**PASSAGE**
_ _ _

As leaders, we don’t want to set aside just one day out of the year to show employees the love. We need to do that every day. But Valentine’s Day is a good reminder to take a step back and assess the quality of the relationships we’re building with our employees—and, if need be, to commit to a reset.
Sometimes we can feel uncomfortable expressing love to employees and coworkers. Maybe it seems too personal for work (especially for those of us who were taught a more “old school” method of leadership), or we worry it will detract from our ability to hold people accountable. Or it might just be that we have a hard time being vulnerable.
It’s okay to let people know we love them. In fact, it’s a vital part of creating the human-centric workplace that today’s employees expect—one that puts their needs at the center. Today’s employees crave strong, caring, meaningful relationships with leaders. This has always been true, but right now they need love more than ever. Chances are your team is battered and bruised after the last two years—even if they don’t show it.
Of course, telling people we love them is only part of the equation. It’s nice to hear, but it’s even more important to demonstrate love through our actions and behaviors.

_ _ _

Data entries
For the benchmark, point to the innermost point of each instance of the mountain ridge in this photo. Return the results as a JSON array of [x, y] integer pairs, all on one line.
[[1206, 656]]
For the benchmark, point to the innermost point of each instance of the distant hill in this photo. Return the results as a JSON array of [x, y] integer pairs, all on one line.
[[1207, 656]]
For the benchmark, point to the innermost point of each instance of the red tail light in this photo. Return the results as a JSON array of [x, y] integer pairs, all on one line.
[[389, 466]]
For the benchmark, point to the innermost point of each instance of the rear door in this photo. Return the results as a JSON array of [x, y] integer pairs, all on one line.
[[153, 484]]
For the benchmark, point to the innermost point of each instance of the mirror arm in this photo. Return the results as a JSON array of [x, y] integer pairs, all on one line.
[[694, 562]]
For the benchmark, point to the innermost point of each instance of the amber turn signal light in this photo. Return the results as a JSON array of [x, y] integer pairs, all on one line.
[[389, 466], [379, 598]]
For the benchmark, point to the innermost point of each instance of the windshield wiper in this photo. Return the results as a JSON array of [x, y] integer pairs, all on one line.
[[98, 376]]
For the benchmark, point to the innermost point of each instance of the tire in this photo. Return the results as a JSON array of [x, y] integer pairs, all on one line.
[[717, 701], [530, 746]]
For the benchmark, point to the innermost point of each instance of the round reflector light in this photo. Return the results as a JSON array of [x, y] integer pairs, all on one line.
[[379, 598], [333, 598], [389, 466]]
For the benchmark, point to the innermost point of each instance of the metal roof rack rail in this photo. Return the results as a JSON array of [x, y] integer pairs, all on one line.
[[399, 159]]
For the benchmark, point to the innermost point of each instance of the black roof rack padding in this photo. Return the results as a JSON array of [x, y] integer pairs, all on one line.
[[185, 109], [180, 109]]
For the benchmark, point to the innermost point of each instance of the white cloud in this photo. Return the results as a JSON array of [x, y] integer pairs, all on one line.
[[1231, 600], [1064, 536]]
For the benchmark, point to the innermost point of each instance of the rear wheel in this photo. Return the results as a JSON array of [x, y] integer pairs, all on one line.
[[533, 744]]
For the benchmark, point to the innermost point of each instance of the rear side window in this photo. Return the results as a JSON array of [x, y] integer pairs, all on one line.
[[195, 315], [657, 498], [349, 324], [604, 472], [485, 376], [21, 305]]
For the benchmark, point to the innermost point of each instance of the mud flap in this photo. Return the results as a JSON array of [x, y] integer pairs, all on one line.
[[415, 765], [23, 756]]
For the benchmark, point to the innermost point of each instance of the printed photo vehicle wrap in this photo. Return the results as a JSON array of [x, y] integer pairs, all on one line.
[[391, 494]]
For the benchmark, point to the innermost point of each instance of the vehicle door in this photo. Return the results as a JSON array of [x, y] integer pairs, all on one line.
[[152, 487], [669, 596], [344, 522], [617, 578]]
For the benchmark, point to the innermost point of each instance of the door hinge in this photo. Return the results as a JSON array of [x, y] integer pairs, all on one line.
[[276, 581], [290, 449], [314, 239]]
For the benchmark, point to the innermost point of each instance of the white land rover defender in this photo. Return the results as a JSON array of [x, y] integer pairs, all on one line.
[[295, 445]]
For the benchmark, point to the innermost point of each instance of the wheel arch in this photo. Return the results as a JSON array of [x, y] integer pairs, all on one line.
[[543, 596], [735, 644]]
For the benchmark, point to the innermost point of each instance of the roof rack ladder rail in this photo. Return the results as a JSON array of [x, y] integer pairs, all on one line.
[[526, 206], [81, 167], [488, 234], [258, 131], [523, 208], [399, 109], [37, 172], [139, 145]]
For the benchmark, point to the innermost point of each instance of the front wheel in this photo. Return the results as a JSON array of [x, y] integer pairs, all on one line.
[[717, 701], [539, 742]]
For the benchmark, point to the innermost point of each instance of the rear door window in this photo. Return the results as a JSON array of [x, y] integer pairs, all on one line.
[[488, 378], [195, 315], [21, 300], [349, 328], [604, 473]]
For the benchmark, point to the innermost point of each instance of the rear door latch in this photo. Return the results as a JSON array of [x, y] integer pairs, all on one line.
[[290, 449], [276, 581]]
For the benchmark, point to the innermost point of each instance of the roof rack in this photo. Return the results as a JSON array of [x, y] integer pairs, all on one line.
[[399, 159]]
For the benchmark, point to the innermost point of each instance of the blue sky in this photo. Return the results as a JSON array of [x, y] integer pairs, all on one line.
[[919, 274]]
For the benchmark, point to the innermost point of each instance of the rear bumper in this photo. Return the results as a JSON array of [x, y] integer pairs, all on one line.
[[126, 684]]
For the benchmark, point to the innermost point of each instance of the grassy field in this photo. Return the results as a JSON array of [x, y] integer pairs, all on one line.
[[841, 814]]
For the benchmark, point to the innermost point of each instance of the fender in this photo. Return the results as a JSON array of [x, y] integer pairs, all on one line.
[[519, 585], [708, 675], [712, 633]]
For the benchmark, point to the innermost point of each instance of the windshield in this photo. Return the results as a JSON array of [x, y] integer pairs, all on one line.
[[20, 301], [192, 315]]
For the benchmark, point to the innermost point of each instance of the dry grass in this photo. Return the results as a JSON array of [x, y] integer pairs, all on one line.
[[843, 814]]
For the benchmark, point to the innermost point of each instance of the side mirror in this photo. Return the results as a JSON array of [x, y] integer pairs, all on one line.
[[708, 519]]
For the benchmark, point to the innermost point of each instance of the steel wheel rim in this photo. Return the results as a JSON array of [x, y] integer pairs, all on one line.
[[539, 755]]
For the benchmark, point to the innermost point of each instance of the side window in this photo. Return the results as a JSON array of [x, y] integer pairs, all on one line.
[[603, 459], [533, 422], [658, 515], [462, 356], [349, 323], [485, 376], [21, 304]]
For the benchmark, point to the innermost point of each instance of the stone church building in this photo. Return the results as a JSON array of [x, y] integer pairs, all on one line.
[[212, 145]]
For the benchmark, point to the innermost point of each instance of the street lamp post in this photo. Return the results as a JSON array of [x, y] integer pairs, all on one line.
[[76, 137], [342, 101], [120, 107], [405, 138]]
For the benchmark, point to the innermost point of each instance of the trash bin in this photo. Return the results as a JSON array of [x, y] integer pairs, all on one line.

_ _ _

**TASKS TO CARRY OUT**
A. According to the passage on leaders showing love to employees, what do today's employees crave?
B. Set down, word for word, the stretch of the passage on leaders showing love to employees from "It’s okay to" through "don’t show it.".
The items above play no part in this work.

**ANSWERS PER TASK**
A. Strong, caring, meaningful relationships with leaders.

B.
It’s okay to let people know we love them. In fact, it’s a vital part of creating the human-centric workplace that today’s employees expect—one that puts their needs at the center. Today’s employees crave strong, caring, meaningful relationships with leaders. This has always been true, but right now they need love more than ever. Chances are your team is battered and bruised after the last two years—even if they don’t show it.